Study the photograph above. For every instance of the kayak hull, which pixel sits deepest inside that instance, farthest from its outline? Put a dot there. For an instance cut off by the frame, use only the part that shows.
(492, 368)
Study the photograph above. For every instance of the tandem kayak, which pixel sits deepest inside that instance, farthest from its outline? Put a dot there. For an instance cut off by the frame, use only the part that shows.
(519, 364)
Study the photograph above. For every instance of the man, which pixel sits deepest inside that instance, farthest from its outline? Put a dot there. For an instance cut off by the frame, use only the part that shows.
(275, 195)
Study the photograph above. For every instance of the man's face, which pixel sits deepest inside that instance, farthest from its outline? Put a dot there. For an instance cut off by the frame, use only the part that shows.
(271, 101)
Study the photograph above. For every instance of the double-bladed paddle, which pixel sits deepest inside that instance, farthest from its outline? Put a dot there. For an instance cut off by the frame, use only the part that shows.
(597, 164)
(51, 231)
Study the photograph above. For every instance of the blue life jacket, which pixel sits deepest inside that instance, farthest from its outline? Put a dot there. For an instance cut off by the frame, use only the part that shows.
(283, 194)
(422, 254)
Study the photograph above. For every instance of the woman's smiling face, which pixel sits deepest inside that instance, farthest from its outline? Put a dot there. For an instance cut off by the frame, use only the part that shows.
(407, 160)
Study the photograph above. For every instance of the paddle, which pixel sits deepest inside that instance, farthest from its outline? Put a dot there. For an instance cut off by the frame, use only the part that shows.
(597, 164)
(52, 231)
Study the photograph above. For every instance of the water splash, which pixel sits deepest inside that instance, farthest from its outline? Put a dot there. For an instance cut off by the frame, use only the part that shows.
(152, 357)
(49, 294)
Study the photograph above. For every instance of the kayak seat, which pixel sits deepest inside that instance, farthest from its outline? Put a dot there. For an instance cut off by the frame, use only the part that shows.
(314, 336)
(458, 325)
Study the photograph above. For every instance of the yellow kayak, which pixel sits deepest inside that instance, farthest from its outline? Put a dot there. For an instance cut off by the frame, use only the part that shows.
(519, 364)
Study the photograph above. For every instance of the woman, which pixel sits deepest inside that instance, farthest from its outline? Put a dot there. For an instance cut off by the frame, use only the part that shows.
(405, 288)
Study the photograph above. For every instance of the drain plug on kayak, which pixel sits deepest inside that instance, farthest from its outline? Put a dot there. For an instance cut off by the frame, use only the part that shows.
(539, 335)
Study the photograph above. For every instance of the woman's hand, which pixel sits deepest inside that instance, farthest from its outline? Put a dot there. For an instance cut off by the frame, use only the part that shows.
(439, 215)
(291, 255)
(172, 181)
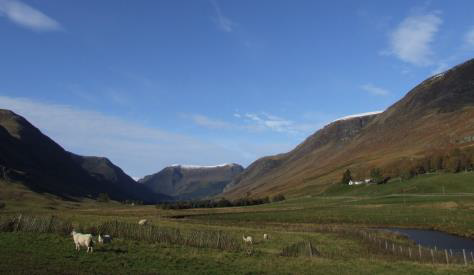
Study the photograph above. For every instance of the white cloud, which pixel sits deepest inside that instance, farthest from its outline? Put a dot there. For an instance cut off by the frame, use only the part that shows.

[REQUEST] Format everything from the line containing "kayak seat, which" down to the end of the data as a Markdown table with the columns Row and Line, numbering each line and skipping blank lines. Leave the pictures out of the table.

[SOLUTION FOR THIS EXERCISE]
| Row | Line |
|---|---|
| 1 | Study the photograph above. For every instance of the kayak seat, which pixel sits deepest inside that instance, farthest from its outline? Put a dot there. For an instance cut off by the frame, use only the part that shows. |
| 2 | (314, 336) |
| 3 | (458, 325) |
| 4 | Study the photograph above. For every instance of the yellow kayak, which pixel sits deepest inside that instance, farthest from its outline? Put a dot there. For an instance cut off by the frame, use only the part that shows. |
| 5 | (519, 364) |
| 6 | Study the photograph above. For every instance of the woman, which pixel sits deepest inside that instance, farthest from its outline? Put a dot there. For an instance cut off by the frame, use only the part that shows. |
| 7 | (405, 288) |
| 8 | Study the photograph above. For every instance of the drain plug on kayak, which pixel sits deepest inside that instance, farthest from its outline? Put a dot there. For an instance cut off by the frame, use only the part that shows. |
| 9 | (539, 335) |
| 10 | Study the photograph above. For every instance of the woman's hand, which pixel sits deepest inside that instance, farthest from its outline? Put a dot there. For an instance cut off by the frame, use only the part that shows. |
| 11 | (439, 215) |
| 12 | (291, 255) |
| 13 | (172, 181) |
| 14 | Study the photograph above. For every instance of the white cloud, which pixel sits deepest inside that instance, farthest from its outline? Put a dot there. For an instance cut off by the frame, use only the part that shows. |